# SOURCE EXTRACT:

A proposal in December by the Bush-run EPA to dramatically ease plans for reducing mercury pollution by the nation’s 1,100 coal and oil-fired power plants met immediate protests by the Pennsylvania Department of Environmental Protection and other advocates of stiffer controls.

U.S. EPA Administrator Michael Leavitt, recently appointed to his new job, advocated abandoning his agency’s decision of December 2000, based on its own scientific studies, to apply stiff controls to the nation’s power plants, which emit 48 tons of poisonous mercury annually. That decision, made by the Clinton administration but later endorsed by Leavitt’s predecessor at the EPA, Christine Whitman, had proposed reducing mercury emissions by 90 percent by 2008.

Instead, Leavitt proposed a cap-and-trade system that would allow utilities to swap mercury pollution allowances among plants, thus permitting older facilities with poor controls to continue emitting the poisonous effluent. The proposal envisions reductions of only 30 percent of the nation’s total mercury emissions by 2010 and 70 percent by 2018.

That proposal would also not guarantee any reductions in the more than 7,400 pounds of mercury emissions from older coal-fired power plants in Pennsylvania, which emit more mercury pollution than those in any state but North Carolina and Texas. It would also mean that the Keystone power plant in Armstrong County, which released 1,800 pounds of mercury into the air in 2001, more than any other power plant in the nation, would not be required to reduce such emissions.

Thus the EPA proposal brought an immediate protest by DEP secretary Kathleen McGinty, who called it an “economic blow and a public health disaster.”

McGinty, a White House environmental adviser during the Clinton Administration, said that the EPA’s proposal for controlling the highly poisonous substance should not be governed by a system of trading pollution allowances which might well produce “hot spots” of mercury contamination.

Mercury poisoning of humans comes primarily from eating fish contaminated by fallout from the air and runoff from rainfall. Pregnant women, children, and fishermen are most at risk through brain and nervous system damage to children and heart and immune system damage to adults.

A recent study by the Centers for Disease Control and Prevention found that one in 12 women of child-bearing age in the United States has mercury in her blood above levels that the EPA considers safe. And a recent Food and Drug Administration report recently advised the federal government to issue warnings to pregnant women and children about the risks of eating white, or albacore tuna, which has nearly three times as much mercury as cheaper “light” tuna.

# TASK TO COMPLETE:
Do these statements agree with the mercury article? For each, answer yes or no and quote the words from the article that decide it.
1. The December 2000 decision proposed cutting mercury emissions by 90 percent by 2008.
2. Power plants in Pennsylvania emit more mercury pollution than those in any other state.
3. White, or albacore, tuna has nearly three times as much mercury as light tuna.

# INPUT DATA:

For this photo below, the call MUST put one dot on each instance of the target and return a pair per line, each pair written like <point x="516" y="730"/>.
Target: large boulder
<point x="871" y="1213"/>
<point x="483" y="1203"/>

# ANSWER AREA:
1. Yes: "had proposed reducing mercury emissions by 90 percent by 2008"
2. No: "which emit more mercury pollution than those in any state but North Carolina and Texas"
3. Yes: "which has nearly three times as much mercury as cheaper “light” tuna"